Problem A> In the article on the Hadassah luncheon, reproduce word for word the part that opens with the words "Hadassah Southern California Festival" and closes with "the medical organization.".
Problem B> According to the article on the Hadassah luncheon, how many attendees did the sold-out event draw?

(Provided passage Opens)

March 26, 2019

LAMOTH Gala, Adat Ari El Anniversary

Hadassah Southern California Festival of Lights Luncheon attendees included (from left, top row) Katherine Kahen, Katrin Massaband, Janet Rivani, Parinaz Nourmand, Mitra Irani, Evelyn Eshaghian and Ilana Mokhtarzadeh and (from left, bottom row) Yassi Bolour, Parvin Kadisha, Farideh Dardashti and Simin Neman. Photo courtesy of Hadassah Southern California

Hadassah Southern California’s Haifa and Malka Groups held their annual Festival of Lights Hanukkah Luncheon and Boutique on Nov. 18 at the Beverly Hills Hotel.

Yassi Bolour and Simin Neman chaired the sold-out event, which drew 450 attendees and raised funds to support the Hadassah Medical Organization in Jerusalem.

The Haifa and Malka groups of Hadassah Southern California hold events that raise funds to support medical research through the medical organization. 

At the event, Haifa President Manijeh Javahery and Malka co-presidents Sheila Ghodsian and Niloufar Shahery presented the Katherine Merage Humanitarian Award to Elizabeth Tishbi Mossanen for her contributions in raising awareness to enrich the lives of children and young adults with special needs.

(Provided passage Closes)
(Supplied records Opens)

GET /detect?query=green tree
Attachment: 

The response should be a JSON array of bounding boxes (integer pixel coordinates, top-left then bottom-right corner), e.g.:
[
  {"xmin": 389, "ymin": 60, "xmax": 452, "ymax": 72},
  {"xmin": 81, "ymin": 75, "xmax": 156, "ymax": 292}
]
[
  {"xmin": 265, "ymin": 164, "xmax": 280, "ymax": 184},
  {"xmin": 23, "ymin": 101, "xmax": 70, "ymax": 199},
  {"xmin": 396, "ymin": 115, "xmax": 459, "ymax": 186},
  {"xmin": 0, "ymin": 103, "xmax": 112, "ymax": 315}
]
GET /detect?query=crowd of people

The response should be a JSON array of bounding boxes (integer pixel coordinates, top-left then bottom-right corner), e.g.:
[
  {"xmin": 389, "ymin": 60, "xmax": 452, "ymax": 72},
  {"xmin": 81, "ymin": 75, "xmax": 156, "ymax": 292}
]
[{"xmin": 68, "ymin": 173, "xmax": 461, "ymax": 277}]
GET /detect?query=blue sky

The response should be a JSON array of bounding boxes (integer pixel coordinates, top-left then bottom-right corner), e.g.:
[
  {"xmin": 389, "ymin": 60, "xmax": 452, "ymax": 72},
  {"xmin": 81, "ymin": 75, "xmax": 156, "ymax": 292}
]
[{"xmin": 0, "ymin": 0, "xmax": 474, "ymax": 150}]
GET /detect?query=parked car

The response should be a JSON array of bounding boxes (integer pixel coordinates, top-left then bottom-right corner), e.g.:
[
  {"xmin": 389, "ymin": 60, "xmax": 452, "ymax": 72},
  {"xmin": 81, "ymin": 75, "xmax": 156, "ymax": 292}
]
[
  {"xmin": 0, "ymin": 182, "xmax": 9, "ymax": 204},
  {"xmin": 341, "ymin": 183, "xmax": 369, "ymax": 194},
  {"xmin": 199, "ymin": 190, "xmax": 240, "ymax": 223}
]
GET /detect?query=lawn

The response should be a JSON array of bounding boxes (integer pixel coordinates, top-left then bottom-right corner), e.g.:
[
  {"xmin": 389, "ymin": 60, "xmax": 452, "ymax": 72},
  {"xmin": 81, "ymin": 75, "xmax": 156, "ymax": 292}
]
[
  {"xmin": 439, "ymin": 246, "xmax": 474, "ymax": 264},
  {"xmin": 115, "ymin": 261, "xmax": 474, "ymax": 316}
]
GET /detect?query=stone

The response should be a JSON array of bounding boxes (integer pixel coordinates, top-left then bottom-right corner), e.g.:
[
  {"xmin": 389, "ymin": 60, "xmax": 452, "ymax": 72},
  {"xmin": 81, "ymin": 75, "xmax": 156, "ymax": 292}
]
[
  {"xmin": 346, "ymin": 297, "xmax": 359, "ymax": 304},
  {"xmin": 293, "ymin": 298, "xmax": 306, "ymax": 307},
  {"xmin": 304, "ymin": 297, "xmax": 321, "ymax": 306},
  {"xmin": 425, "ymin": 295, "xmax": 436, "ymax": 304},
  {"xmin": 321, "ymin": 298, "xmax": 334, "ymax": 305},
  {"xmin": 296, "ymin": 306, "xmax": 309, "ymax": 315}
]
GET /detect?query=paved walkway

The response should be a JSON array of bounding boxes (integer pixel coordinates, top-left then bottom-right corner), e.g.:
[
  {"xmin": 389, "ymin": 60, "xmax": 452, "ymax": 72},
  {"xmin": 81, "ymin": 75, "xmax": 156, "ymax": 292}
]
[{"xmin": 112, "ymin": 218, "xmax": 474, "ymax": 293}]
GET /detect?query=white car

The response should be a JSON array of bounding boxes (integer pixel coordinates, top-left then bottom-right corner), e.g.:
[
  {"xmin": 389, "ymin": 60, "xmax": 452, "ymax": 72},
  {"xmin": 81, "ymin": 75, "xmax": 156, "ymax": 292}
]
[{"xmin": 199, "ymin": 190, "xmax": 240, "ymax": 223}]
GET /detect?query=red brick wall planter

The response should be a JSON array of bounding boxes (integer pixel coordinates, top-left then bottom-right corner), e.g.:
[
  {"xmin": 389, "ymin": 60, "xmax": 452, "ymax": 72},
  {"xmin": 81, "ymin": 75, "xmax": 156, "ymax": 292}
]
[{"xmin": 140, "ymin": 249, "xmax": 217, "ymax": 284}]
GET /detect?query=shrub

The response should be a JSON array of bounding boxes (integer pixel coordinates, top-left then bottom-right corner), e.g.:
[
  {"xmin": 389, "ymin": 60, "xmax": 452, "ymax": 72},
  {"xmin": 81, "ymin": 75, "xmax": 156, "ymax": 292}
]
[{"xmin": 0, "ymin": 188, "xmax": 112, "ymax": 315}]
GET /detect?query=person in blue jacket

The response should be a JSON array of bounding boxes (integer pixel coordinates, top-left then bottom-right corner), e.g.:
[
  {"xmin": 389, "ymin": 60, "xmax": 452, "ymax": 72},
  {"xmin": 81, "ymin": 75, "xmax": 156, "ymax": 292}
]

(Supplied records Closes)

Answer box A>
Hadassah Southern California Festival of Lights Luncheon attendees included (from left, top row) Katherine Kahen, Katrin Massaband, Janet Rivani, Parinaz Nourmand, Mitra Irani, Evelyn Eshaghian and Ilana Mokhtarzadeh and (from left, bottom row) Yassi Bolour, Parvin Kadisha, Farideh Dardashti and Simin Neman. Photo courtesy of Hadassah Southern California

Hadassah Southern California’s Haifa and Malka Groups held their annual Festival of Lights Hanukkah Luncheon and Boutique on Nov. 18 at the Beverly Hills Hotel.

Yassi Bolour and Simin Neman chaired the sold-out event, which drew 450 attendees and raised funds to support the Hadassah Medical Organization in Jerusalem.

The Haifa and Malka groups of Hadassah Southern California hold events that raise funds to support medical research through the medical organization.

Answer box B> 450 attendees.